** Begin Extracted text **

# Conditional Probability

### Intersections

$A \cap B = \{\: x: x \in A \: and \: x \in B \:\}$

order doesn't matter $A \cap B$ or $B \cap A$

In [None]:
# https://anaconda.org/conda-forge/matplotlib-venn
# https://pypi.org/project/matplotlib-venn/
# https://towardsdatascience.com/visualizing-intersections-and-overlaps-with-python-a6af49c597d9
# https://practicaldatascience.co.uk/data-science/how-to-visualise-data-using-venn-diagrams-in-matplotlib

# import matplotlib.pyplot as plt
# from matplotlib_venn import venn2, venn2_circles

set1 = {1, 2, 3, 4}
set2 = {3, 4, 5, 6, 7, 8}
print([value for value in set1 if value in set2])
print(set1 & set2)
print(set1.intersection(set2))

# venn2([set1, set2])
# plt.show()

[3, 4]
{3, 4}
{3, 4}


#### Independent

$P(A \cap B) = P(A) * P(B)$

In [None]:
# what's the probability of a random pick of a number from 1 - 10 if P(A) less than 5 and P(B) odd
# filter https://www.pythonlikeyoumeanit.com/Module2_EssentialsOfPython/Iterables.html
event_space = [1, 2, 3, 4, 5, 6, 7, 8, 9, 10]
N = len(event_space)
a = filter(lambda x: x < 5, event_space)
a = list(a)
print(a)
pa = len(list(a))/N
print(pa)
b = filter(lambda x: x % 2 == 1, event_space)
b = list(b)
print(b)
pb = len(list(b))/N
print(pb)
print(f'Probability of < 5 and odd: {pa * pb}')

** End Extracted text **
** Begin Dataset excerpts **

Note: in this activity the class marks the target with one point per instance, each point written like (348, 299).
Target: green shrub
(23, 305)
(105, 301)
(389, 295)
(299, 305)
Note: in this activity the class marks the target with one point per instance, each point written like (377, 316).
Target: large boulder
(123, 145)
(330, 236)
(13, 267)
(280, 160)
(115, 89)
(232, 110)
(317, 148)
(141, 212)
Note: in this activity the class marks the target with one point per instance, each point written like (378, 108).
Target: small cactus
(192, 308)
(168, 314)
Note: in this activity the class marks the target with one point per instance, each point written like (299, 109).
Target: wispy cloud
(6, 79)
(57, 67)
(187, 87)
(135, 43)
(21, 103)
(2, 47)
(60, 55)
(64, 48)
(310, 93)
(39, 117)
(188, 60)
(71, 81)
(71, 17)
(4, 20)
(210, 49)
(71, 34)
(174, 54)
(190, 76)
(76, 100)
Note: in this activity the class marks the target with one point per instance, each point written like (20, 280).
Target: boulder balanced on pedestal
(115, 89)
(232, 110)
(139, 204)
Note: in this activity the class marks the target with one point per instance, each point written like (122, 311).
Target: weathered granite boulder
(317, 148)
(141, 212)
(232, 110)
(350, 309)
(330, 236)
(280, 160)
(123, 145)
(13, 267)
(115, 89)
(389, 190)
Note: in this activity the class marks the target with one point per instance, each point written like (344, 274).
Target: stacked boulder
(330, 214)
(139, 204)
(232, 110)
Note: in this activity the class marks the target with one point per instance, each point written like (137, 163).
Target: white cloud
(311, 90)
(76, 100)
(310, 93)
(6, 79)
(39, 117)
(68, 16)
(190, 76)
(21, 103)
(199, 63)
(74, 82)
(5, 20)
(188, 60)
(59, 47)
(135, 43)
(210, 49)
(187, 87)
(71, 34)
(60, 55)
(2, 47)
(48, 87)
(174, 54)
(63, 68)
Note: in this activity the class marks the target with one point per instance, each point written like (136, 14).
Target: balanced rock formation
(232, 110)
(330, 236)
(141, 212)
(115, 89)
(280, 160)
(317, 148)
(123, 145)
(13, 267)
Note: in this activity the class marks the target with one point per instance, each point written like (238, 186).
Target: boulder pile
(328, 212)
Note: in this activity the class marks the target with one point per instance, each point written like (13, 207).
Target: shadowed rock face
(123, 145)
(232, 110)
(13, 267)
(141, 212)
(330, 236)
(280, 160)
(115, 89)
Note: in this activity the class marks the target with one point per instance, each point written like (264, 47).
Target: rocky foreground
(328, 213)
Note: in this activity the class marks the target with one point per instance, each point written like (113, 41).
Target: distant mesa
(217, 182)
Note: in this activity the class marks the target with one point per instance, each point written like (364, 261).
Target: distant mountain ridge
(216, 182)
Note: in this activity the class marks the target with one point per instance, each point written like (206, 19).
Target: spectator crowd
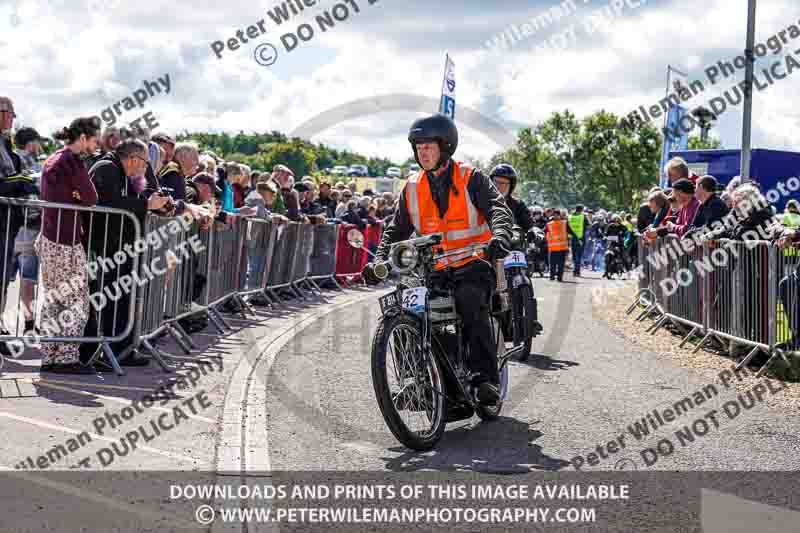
(143, 172)
(139, 172)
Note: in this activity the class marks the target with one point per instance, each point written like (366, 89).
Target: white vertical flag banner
(447, 105)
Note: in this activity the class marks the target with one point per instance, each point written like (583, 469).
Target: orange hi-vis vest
(557, 236)
(463, 226)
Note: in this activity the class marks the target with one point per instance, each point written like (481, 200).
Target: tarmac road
(583, 387)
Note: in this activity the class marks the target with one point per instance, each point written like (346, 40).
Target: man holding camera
(115, 176)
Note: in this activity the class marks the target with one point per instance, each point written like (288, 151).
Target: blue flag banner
(447, 105)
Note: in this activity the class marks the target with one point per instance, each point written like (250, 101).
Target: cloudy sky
(60, 59)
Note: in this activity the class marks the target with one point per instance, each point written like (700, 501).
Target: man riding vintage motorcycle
(453, 198)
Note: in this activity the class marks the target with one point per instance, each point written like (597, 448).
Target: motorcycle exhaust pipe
(381, 271)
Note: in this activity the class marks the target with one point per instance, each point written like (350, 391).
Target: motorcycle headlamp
(403, 258)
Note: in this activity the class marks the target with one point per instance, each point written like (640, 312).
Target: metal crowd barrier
(175, 270)
(322, 266)
(101, 279)
(733, 291)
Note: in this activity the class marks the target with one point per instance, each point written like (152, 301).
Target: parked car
(360, 171)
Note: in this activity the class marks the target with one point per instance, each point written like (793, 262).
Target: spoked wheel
(491, 412)
(409, 385)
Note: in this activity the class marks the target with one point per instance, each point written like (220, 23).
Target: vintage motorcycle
(520, 323)
(419, 356)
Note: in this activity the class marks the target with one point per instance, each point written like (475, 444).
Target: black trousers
(473, 286)
(111, 323)
(557, 260)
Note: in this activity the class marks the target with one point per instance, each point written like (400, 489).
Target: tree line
(599, 160)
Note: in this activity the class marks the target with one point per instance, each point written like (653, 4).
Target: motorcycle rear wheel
(397, 356)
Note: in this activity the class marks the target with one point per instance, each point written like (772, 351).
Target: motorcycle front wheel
(523, 316)
(408, 383)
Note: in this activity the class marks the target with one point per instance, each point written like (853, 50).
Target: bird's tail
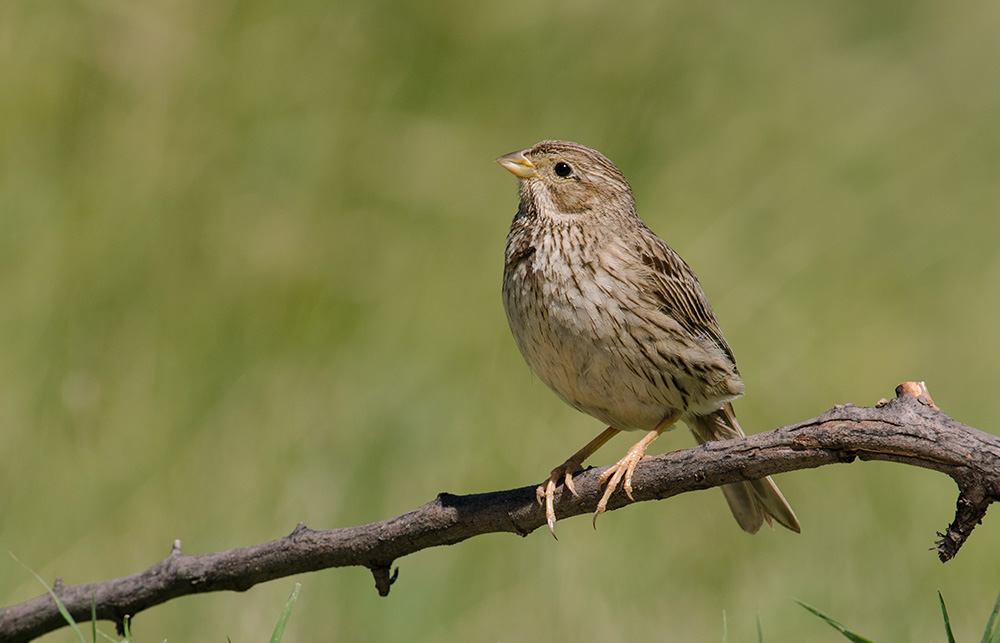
(754, 501)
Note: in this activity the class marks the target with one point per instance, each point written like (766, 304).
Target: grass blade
(279, 628)
(849, 635)
(992, 635)
(947, 621)
(62, 608)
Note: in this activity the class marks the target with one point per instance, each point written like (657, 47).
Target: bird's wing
(674, 287)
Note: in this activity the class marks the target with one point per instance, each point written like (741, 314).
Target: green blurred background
(250, 260)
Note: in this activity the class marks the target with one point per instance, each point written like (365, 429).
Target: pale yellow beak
(518, 164)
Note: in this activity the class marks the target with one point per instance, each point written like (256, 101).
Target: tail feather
(752, 502)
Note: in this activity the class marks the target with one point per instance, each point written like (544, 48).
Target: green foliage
(849, 635)
(992, 634)
(279, 628)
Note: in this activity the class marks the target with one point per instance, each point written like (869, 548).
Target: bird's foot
(624, 468)
(545, 493)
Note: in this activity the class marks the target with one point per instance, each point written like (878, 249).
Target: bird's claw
(545, 493)
(614, 474)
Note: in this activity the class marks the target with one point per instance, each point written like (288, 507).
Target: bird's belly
(609, 364)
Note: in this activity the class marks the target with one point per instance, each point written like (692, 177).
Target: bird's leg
(626, 466)
(564, 473)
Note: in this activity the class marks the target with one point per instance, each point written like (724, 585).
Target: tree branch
(909, 430)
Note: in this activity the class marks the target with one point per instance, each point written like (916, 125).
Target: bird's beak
(518, 164)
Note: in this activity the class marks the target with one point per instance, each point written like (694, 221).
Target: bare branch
(909, 430)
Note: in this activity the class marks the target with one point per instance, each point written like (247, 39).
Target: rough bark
(909, 430)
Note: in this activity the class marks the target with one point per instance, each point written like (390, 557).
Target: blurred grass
(250, 257)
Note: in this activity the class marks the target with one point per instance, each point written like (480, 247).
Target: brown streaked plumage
(614, 321)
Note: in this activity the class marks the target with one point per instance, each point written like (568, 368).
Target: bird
(611, 319)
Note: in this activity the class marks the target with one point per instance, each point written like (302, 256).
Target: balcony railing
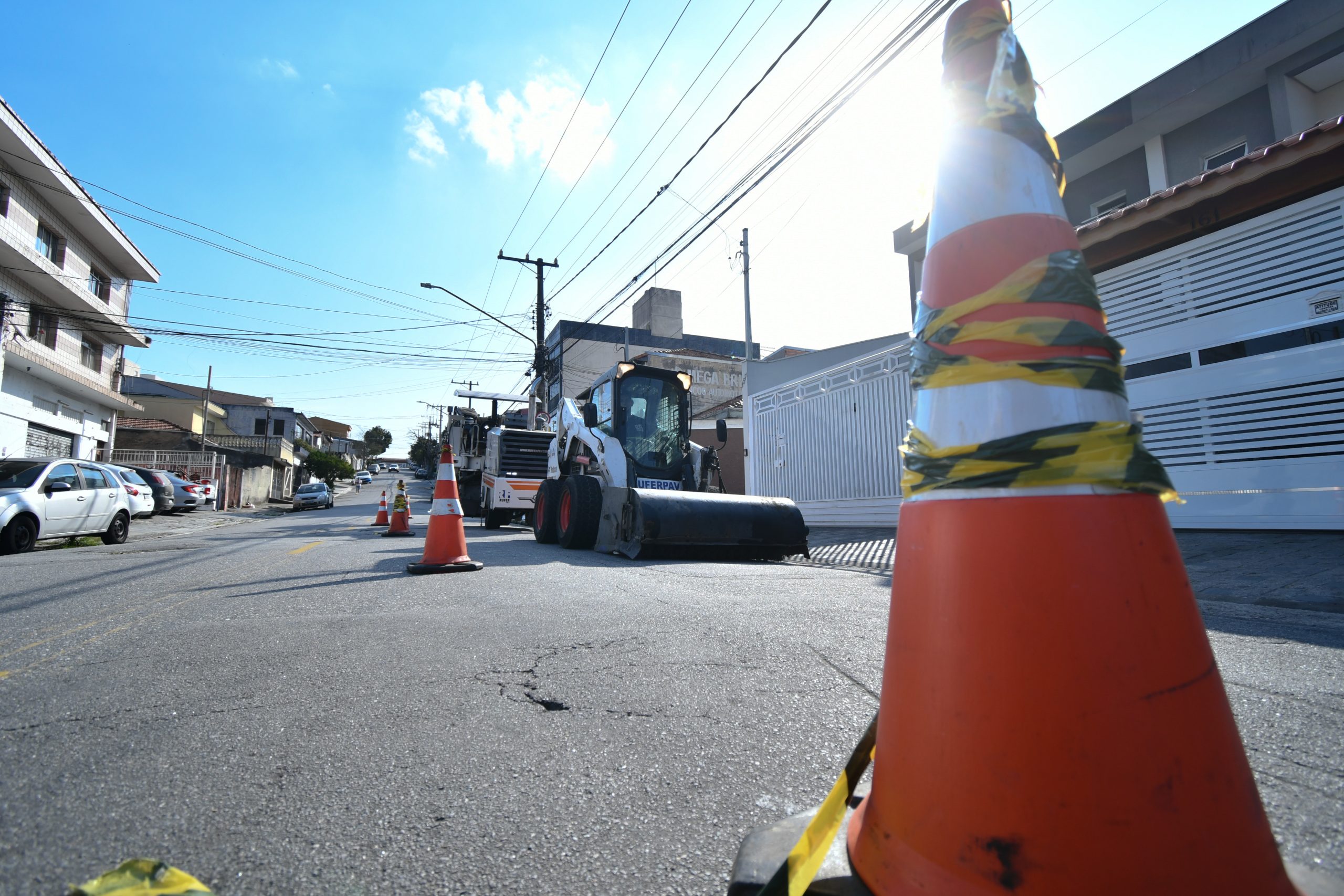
(273, 445)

** End Dataset excerpts **

Set of tasks:
A – Answer these questions about the conditional probability notebook:
(i) What list does the list comprehension in the intersections code print?
(ii) What formula is given for independent events?
(iii) What condition does the lambda used to build b test?
B – Please carry on the conditional probability notebook from the point where it stops.

Answers given:
A –
(i) [3, 4]
(ii) P(A ∩ B) = P(A) * P(B)
(iii) x % 2 == 1

B –
[1, 2, 3, 4]
0.4
[1, 3, 5, 7, 9]
0.5
Probability of < 5 and odd: 0.2


#### Dependent

$P(A \cap B) = P(A) * P(B|A) = P(B) * P(A|B)$<br />
also expressed as P(A and B) = P(A) * P(B given A)

In [None]:
# https://www.mathsisfun.com/data/probability-events-conditional.html
# https://en.wikipedia.org/wiki/Sample_space
# number of outcomes in event / total possible outcomes in sample space

bag = ['red', 'red', 'red', 'blue', 'blue']
mcolor = 'blue'
print(f'Probability of picking two {mcolor} marbles from this bag:')
bag_dict = {item:bag.count(item) for item in bag}
print(bag_dict)

# P(A) probability of picking blue 2 / 5
pa = bag_dict[mcolor] / len(bag)
print(f'Probability of picking a {mcolor}: {pa}')
bag.remove(mcolor)
print(f'Bag minus one {mcolor}:')
bag_dict = {item:bag.count(item) for item in bag}
print(bag_dict)
print(f'Probability of picking another {mcolor} with just four marbles: {(bag_dict[mcolor] / len(bag))}')
print()
# P(B|A) probability of picking another blue given you already picked a blue
print(f'Probability of picking two {mcolor} marbles in a row: {pa * (bag_dict[mcolor] / len(bag))}')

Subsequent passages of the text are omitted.